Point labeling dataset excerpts
↓

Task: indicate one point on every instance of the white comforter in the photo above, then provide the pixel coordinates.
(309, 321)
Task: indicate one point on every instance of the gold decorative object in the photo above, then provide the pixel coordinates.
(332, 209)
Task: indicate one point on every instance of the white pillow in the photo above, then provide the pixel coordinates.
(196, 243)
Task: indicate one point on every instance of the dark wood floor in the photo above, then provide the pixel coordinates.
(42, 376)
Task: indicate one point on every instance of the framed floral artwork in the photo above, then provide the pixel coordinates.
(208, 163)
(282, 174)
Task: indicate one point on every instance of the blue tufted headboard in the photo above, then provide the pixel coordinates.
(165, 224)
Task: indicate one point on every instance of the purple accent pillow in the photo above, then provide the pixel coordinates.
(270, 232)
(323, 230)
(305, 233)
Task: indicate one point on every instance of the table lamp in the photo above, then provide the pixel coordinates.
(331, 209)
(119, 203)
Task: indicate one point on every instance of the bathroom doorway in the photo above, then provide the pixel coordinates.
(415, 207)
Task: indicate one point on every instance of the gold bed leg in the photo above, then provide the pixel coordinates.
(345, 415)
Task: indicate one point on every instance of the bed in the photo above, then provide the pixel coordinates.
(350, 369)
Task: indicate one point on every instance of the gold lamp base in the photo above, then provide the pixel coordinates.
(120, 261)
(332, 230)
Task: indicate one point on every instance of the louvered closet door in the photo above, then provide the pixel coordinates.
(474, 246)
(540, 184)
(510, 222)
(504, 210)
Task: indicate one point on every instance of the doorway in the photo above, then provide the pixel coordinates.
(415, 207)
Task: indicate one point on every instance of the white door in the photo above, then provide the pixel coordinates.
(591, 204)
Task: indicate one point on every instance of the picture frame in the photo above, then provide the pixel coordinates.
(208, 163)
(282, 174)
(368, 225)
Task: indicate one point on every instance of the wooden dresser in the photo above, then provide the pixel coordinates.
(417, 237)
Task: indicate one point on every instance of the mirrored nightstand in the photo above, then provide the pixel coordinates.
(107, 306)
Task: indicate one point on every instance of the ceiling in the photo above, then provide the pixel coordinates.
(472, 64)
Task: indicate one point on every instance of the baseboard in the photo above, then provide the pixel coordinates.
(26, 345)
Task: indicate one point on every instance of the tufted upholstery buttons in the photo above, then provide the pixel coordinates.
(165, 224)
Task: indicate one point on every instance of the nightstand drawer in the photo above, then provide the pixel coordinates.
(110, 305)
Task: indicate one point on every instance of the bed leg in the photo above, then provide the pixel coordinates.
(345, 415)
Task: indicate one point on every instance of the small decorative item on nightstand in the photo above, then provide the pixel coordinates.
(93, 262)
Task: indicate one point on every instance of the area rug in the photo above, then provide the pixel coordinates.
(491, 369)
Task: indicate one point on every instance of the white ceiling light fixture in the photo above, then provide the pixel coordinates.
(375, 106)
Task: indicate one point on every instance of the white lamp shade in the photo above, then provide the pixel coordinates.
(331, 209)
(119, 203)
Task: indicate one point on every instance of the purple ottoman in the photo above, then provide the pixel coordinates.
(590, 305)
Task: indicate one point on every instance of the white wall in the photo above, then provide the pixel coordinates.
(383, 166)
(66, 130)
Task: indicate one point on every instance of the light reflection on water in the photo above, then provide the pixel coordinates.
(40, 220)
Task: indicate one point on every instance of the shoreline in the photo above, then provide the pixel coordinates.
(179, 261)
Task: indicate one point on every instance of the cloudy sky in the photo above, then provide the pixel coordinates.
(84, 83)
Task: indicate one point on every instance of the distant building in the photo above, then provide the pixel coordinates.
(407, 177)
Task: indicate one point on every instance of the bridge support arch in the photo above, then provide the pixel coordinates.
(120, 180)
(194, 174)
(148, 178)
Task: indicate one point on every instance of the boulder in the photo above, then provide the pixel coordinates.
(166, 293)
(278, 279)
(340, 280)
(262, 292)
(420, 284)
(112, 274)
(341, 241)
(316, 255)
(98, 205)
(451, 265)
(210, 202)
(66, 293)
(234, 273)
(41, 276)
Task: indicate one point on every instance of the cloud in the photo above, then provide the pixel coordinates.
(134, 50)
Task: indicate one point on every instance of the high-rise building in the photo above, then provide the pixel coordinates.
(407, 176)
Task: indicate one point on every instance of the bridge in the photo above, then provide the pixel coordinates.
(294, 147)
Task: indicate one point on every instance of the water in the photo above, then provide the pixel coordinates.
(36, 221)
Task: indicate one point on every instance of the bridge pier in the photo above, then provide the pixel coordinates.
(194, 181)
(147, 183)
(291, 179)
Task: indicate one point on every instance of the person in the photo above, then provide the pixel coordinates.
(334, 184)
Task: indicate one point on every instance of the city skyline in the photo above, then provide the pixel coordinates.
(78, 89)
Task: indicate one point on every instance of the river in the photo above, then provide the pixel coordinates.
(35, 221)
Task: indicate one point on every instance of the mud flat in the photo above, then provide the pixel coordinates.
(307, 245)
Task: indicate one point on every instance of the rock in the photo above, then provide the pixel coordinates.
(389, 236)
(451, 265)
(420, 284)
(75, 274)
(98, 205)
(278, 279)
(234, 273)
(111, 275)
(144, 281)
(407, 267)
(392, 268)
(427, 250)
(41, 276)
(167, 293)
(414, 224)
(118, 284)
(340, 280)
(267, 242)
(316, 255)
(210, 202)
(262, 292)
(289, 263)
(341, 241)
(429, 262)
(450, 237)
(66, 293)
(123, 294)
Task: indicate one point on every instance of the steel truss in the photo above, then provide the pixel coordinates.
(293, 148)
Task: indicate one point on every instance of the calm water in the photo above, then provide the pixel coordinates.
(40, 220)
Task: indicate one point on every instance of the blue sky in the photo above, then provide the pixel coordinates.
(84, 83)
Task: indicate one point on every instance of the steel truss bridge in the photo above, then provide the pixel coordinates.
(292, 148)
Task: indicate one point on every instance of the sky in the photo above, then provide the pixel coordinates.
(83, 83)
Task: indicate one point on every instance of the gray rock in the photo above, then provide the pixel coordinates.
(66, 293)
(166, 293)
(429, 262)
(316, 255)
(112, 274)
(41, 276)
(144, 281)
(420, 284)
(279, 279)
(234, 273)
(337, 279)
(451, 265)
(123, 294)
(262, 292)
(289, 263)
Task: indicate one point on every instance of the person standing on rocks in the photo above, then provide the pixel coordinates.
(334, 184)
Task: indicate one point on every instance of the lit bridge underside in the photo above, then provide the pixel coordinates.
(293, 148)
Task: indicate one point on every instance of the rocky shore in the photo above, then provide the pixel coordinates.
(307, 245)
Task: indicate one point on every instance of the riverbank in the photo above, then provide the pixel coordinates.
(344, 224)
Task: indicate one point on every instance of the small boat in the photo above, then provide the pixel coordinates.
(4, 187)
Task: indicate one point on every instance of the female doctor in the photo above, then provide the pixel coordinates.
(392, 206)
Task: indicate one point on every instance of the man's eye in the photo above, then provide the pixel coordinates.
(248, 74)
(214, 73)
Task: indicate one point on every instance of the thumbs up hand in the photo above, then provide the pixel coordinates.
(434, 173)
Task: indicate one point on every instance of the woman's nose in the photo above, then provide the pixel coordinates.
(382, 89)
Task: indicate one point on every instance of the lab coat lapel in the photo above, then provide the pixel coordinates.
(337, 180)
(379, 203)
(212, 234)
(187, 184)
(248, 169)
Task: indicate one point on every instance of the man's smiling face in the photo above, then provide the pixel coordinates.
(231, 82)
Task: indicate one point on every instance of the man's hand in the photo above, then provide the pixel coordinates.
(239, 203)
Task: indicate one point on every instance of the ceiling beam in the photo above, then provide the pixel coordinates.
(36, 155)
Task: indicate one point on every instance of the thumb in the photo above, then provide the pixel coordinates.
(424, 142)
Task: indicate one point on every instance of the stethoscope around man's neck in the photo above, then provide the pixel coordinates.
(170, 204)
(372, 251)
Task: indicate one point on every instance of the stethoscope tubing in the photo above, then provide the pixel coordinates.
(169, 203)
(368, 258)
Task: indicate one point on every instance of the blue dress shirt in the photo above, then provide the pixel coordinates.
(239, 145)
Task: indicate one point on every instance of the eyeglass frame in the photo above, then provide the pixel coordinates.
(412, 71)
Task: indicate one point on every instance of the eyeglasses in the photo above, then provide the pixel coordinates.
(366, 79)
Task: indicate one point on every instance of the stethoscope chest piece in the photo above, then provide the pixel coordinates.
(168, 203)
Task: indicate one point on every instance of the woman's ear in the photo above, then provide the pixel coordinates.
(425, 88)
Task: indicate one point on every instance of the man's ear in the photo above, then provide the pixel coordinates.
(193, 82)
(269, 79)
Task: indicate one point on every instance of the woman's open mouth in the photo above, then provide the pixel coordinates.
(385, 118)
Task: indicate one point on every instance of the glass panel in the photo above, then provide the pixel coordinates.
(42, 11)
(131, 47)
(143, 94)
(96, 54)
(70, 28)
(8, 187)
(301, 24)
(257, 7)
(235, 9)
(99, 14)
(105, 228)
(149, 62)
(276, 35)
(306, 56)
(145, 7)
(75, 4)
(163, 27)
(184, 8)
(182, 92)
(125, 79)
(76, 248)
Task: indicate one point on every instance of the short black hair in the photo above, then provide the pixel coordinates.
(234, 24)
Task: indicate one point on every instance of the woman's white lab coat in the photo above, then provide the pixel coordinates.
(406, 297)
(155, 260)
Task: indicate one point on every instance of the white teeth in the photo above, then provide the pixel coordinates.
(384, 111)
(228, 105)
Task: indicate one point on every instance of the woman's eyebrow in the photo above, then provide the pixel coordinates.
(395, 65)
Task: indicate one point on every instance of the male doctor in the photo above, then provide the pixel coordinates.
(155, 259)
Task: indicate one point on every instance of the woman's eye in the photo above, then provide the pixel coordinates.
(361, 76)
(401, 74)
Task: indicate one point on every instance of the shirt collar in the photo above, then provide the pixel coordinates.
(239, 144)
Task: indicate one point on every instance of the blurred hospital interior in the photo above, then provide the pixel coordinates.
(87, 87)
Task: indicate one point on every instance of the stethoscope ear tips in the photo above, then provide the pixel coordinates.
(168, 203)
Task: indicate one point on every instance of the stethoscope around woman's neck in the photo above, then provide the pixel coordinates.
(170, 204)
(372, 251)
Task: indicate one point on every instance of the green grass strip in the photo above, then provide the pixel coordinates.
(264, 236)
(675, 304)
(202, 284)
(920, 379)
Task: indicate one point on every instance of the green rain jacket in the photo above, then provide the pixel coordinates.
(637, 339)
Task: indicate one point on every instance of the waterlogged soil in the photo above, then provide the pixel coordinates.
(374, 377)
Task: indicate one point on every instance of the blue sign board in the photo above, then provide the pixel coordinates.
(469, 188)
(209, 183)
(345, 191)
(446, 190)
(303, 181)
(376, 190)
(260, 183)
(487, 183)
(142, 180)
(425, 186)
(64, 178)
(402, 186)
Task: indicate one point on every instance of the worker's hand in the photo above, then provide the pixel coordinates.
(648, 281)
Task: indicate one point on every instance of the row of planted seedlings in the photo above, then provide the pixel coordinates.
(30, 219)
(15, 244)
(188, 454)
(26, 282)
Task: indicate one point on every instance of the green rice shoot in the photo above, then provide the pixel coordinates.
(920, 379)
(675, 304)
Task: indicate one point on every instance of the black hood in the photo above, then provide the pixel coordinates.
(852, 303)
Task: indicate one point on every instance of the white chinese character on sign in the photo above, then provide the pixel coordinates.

↑

WHAT YOU NEED TO DO.
Starting at the line containing "Task: indicate one point on every instance of the row" and continuing through the end of the rows, rewrite those lines with "black hood" changed to "dark hood" and nothing else altered.

RESULT OF THIS TASK.
Task: indicate one point on every instance of the row of planted seedlings in the photo above, then provide the pixel coordinates.
(30, 219)
(15, 244)
(188, 454)
(26, 282)
Task: indicate one point on every instance of the green rice shoot in the photo above, then provide the pixel coordinates.
(920, 379)
(675, 304)
Task: indicate one point on every instance of the dark hood in the photo above, then provide the pixel coordinates.
(852, 303)
Task: indicate one point on every instance of the white chinese character on sign in the photo above, then provide the pixel coordinates.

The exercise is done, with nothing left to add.